*Supplied material:*
+--

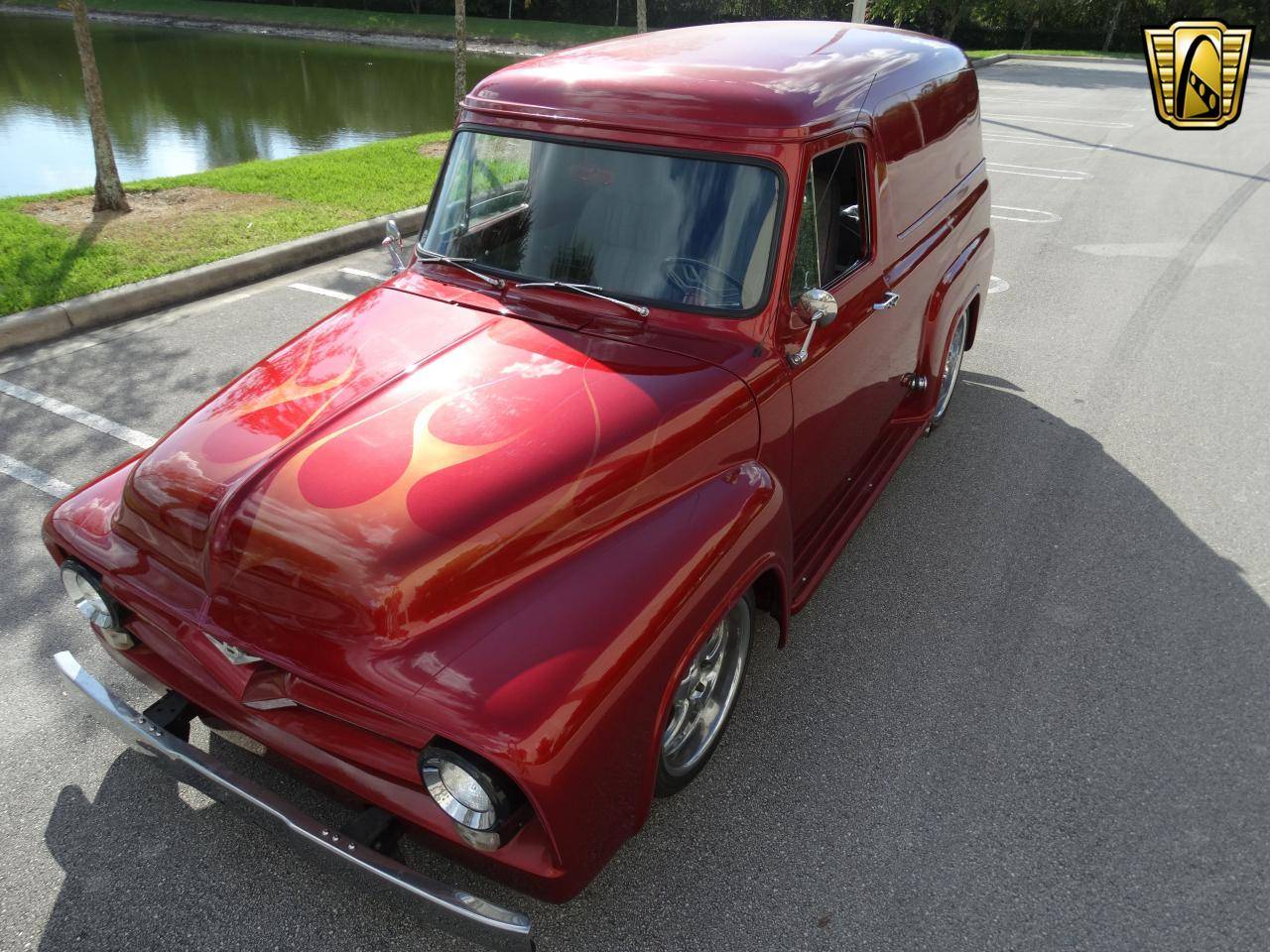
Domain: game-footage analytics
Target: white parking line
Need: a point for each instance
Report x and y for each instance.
(989, 100)
(1038, 172)
(1033, 216)
(325, 293)
(82, 416)
(1100, 123)
(32, 476)
(1052, 144)
(359, 273)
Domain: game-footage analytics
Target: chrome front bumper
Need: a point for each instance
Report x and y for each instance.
(453, 910)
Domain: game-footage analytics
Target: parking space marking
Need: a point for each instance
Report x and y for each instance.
(32, 476)
(1040, 141)
(989, 102)
(1100, 123)
(70, 412)
(1033, 216)
(326, 293)
(1038, 172)
(359, 273)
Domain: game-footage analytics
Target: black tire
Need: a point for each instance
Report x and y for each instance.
(672, 777)
(951, 370)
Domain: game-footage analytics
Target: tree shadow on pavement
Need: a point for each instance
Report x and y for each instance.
(1026, 710)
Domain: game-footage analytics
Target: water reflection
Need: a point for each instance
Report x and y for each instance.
(181, 100)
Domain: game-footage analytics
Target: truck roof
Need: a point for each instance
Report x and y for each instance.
(733, 80)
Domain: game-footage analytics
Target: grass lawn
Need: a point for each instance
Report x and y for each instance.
(538, 32)
(985, 54)
(190, 220)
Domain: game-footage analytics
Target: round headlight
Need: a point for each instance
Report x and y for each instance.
(89, 599)
(472, 792)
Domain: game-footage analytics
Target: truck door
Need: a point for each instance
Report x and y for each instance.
(849, 385)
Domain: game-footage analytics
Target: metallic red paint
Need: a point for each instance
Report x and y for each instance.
(507, 518)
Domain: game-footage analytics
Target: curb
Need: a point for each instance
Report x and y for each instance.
(53, 321)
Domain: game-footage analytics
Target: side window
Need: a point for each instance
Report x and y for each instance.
(832, 235)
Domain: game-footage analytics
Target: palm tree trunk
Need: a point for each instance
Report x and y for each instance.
(1032, 28)
(107, 189)
(460, 53)
(1112, 24)
(952, 19)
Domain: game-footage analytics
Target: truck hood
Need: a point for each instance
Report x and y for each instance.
(362, 504)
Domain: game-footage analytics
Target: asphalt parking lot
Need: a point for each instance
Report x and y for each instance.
(1026, 711)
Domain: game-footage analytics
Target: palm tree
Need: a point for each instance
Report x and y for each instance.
(460, 53)
(107, 189)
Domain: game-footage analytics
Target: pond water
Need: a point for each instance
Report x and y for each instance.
(182, 100)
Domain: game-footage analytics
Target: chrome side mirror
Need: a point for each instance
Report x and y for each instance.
(818, 308)
(393, 243)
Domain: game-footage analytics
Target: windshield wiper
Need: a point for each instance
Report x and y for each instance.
(461, 263)
(592, 290)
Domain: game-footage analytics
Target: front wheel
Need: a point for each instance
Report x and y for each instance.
(952, 368)
(702, 698)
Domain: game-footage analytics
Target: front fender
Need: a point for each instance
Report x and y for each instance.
(568, 694)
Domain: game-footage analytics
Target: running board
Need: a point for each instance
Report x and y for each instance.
(824, 548)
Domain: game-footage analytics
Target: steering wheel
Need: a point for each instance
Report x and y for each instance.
(689, 276)
(495, 182)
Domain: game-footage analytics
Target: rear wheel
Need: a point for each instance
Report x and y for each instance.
(952, 368)
(702, 698)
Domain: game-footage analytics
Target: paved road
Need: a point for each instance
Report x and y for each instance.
(1026, 711)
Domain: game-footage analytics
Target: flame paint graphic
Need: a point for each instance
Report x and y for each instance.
(270, 417)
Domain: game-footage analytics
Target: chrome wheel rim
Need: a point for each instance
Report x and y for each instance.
(952, 367)
(706, 692)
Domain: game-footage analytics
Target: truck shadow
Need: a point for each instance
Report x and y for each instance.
(1028, 702)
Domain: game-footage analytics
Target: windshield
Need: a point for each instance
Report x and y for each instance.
(663, 229)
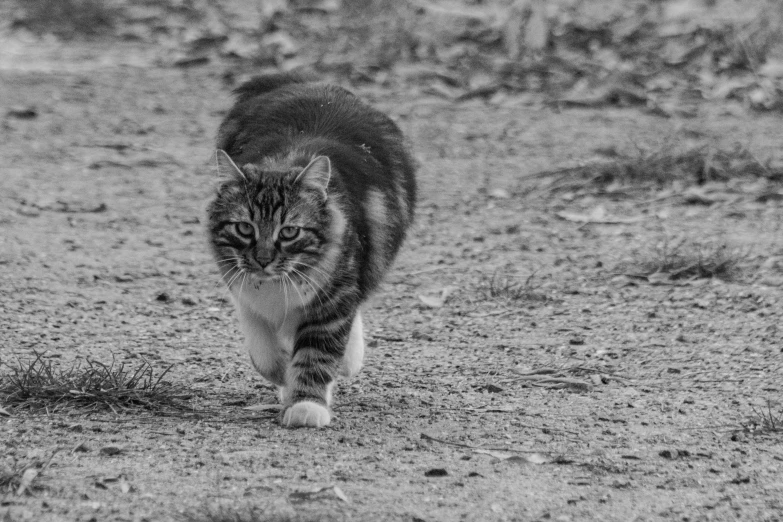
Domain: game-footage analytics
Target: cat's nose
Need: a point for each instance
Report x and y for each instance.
(262, 262)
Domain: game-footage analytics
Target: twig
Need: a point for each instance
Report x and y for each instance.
(469, 446)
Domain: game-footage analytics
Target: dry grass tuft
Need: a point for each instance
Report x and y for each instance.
(39, 384)
(765, 420)
(688, 260)
(694, 165)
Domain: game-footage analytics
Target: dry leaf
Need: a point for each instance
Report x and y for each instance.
(532, 458)
(439, 300)
(264, 407)
(318, 493)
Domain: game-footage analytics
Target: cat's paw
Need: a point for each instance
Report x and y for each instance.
(306, 414)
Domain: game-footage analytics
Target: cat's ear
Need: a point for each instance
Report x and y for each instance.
(226, 167)
(316, 174)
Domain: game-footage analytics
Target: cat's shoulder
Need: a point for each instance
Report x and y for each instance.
(288, 85)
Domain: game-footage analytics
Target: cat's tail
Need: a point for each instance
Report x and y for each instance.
(267, 83)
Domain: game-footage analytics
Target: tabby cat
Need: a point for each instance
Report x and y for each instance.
(315, 196)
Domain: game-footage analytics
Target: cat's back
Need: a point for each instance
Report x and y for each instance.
(274, 112)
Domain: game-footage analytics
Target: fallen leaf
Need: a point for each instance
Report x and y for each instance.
(439, 300)
(531, 458)
(264, 407)
(318, 493)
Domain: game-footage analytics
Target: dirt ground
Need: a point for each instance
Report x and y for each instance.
(653, 411)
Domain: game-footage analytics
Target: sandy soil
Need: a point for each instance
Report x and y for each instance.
(101, 198)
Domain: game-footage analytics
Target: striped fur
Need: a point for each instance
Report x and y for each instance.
(316, 194)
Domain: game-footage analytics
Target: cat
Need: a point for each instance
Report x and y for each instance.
(316, 193)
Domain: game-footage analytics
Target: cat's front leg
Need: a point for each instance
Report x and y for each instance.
(311, 376)
(266, 351)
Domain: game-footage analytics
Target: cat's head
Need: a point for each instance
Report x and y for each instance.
(271, 224)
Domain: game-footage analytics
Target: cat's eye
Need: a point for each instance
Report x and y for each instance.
(288, 233)
(245, 229)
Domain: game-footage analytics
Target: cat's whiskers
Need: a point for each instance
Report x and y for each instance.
(313, 268)
(296, 289)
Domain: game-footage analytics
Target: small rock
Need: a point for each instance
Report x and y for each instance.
(22, 113)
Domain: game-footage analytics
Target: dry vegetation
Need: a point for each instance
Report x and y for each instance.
(40, 384)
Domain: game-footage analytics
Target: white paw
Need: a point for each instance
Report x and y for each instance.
(306, 414)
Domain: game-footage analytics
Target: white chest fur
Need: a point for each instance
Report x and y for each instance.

+--

*Aim:*
Retype the whole listing exactly and leave the pictures out.

*Output of the exercise:*
Domain: game-footage analytics
Target: white parking line
Need: a point for each instance
Report x and y for each instance.
(989, 100)
(1038, 172)
(1033, 216)
(325, 293)
(82, 416)
(1100, 123)
(32, 476)
(1052, 144)
(359, 273)
Domain: game-footage analytics
Target: chrome front bumper
Need: a point for each instance
Report x and y for each instance.
(453, 910)
Domain: game-footage analytics
Target: parking space marking
Need: a point for each instance
Report x and y for each instance.
(32, 476)
(1040, 141)
(989, 102)
(1100, 123)
(70, 412)
(1033, 216)
(326, 293)
(1038, 172)
(359, 273)
Domain: game-footage analytics
Target: black tire
Need: a point for each instance
Report x and y for each instance.
(672, 777)
(951, 370)
Domain: game-footage analytics
Target: tree shadow on pavement
Need: a point for each instance
Report x and y for each instance.
(1026, 710)
Domain: game-footage analytics
Target: water reflection
Need: a point for each instance
Report x and y for each instance.
(181, 100)
Domain: game-footage analytics
Target: truck roof
Need: a point for each instance
Report x and y for each instance.
(733, 80)
Domain: game-footage analytics
Target: grass lawn
Need: a point for each instance
Report x and y for each instance.
(538, 32)
(985, 54)
(190, 220)
Domain: game-footage analytics
Target: round headlight
Need: a point for each instance
Report x and y for each instance.
(89, 599)
(472, 792)
Domain: game-footage analytics
Target: truck door
Need: a point for each instance
Report x and y for each instance.
(849, 385)
Domain: game-footage analytics
Target: metallic red paint
Need: a point for each instance
Report x and y for each instance.
(507, 518)
Domain: game-footage analytics
Target: curb
Need: a point for each instance
Report x and y for each instance.
(53, 321)
Domain: game-footage analytics
Target: side window
Need: a point for each instance
Report x and y for each instance.
(832, 235)
Domain: game-footage analytics
Target: palm tree trunk
Need: a point for each instance
Report x and y for each instance.
(1032, 28)
(107, 189)
(460, 53)
(1112, 24)
(952, 19)
Domain: game-footage analytics
Target: truck hood
Need: a point for each instance
Report x and y for each instance.
(362, 504)
Domain: game-footage analytics
Target: asphalt parking lot
Need: a point for each instance
Report x and y for each instance.
(1026, 711)
Domain: game-footage analytics
Target: palm tree
Need: a point for each instance
Report x and y for each instance.
(460, 53)
(107, 189)
Domain: game-footage analytics
Target: pond water
Need: a point for each instance
Report x and y for each instance.
(182, 100)
Domain: game-footage analytics
Target: chrome side mirror
Need: a point for each instance
Report x and y for each instance.
(818, 308)
(393, 243)
Domain: game-footage analytics
Target: windshield wiper
Need: a point for each instance
Report x and y for each instance.
(461, 263)
(592, 290)
Domain: game-footage analytics
Target: front wheel
Need: a point for each instance
Report x and y for each instance.
(952, 368)
(702, 698)
Domain: game-footage analytics
Target: front fender
Need: a point for each instance
Report x and y for each instance.
(568, 694)
Domain: game-footage analytics
Target: running board
Need: a point for each instance
Report x and y for each instance.
(824, 548)
Domain: game-footage analytics
Target: steering wheel
Need: a point for each instance
Report x and y for each instance.
(689, 276)
(495, 182)
Domain: game-footage analytics
Target: rear wheel
Need: a point for each instance
Report x and y for each instance.
(952, 368)
(702, 698)
Domain: game-footage analytics
Target: paved road
Need: a point for each instance
Report x and y for each instance.
(1026, 711)
Domain: game-footage analytics
Target: flame paint graphic
Need: a point for each instance
Report x and y for each instance.
(270, 417)
Domain: game-footage analytics
Target: chrome wheel rim
Need: a point for each instance
Report x and y for each instance.
(952, 367)
(706, 692)
Domain: game-footage analytics
Target: truck shadow
Need: a point for each instance
Report x and y for each instance.
(1028, 702)
Domain: game-footage analytics
Target: windshield
Need: a point for each instance
Report x and y for each instance.
(663, 229)
Domain: game-footage analytics
Target: cat's nose
Need: a point for each instance
Report x and y for each instance.
(262, 262)
Domain: game-footage analytics
Target: twig
Need: a point for each instance
Report x and y for each instance.
(469, 446)
Domain: game-footage analytics
Target: dry grass tuft
Need: a point for each instance
Report x and y for each instance.
(39, 384)
(765, 420)
(688, 260)
(694, 165)
Domain: game-footage analytics
Target: dry leaf
Need: a point for each instance
Report x and y for each instance.
(532, 458)
(439, 300)
(264, 407)
(318, 493)
Domain: game-footage analytics
Target: cat's paw
Need: a point for each instance
Report x and y for each instance.
(306, 414)
Domain: game-footage analytics
Target: cat's ear
Need: a point for each instance
Report x and y for each instance.
(226, 167)
(316, 174)
Domain: game-footage analytics
Target: cat's shoulder
Need: a point for each instance
Report x and y for each instance.
(288, 85)
Domain: game-footage analytics
Target: cat's tail
Need: a point for each instance
Report x and y for each instance.
(267, 83)
Domain: game-footage analytics
Target: tabby cat
Need: a point for each instance
Report x and y for each instance.
(315, 196)
Domain: game-footage analytics
Target: cat's back
Need: a point for each instance
Report x and y for each instance.
(274, 112)
Domain: game-footage analytics
Target: fallen leaf
Need: a point for each instance
Report x and y for each instance.
(439, 300)
(531, 458)
(264, 407)
(318, 493)
Domain: game-footage analytics
Target: dirt ground
Need: a point for each instance
Report x and y for each instance.
(653, 411)
Domain: game-footage analytics
Target: sandy soil
Need: a point for each instance
Report x and y for each instance.
(101, 198)
Domain: game-footage analytics
Target: striped fur
Need: a point for each instance
Report x and y for each instance.
(316, 194)
Domain: game-footage analytics
Target: cat
Need: a point for each instance
Report x and y for each instance.
(316, 193)
Domain: game-footage analytics
Target: cat's front leg
Need: a point for each instance
Report x and y for each instance.
(311, 376)
(266, 351)
Domain: game-footage analytics
Target: cat's head
Need: a point for each instance
Report x and y for each instance.
(271, 224)
Domain: game-footage analytics
Target: cat's eye
Need: a point for each instance
Report x and y for each instance.
(288, 233)
(245, 229)
Domain: game-footage analytics
Target: cat's whiskers
Need: a point for each instance
Report x and y for each instance.
(313, 268)
(296, 289)
Domain: game-footage analytics
Target: small rock
Need: a point for each instance
Report x and y for each instance.
(22, 113)
Domain: game-footage analytics
Target: dry vegetation
Need: a point for each instance
Report x and y for each instance.
(40, 384)
Domain: game-footage analytics
Target: white paw
Need: a point for each instance
Report x and y for each instance.
(306, 414)
Domain: game-footage analytics
Target: white chest fur
Need: a point for each instance
Report x and y for each instance.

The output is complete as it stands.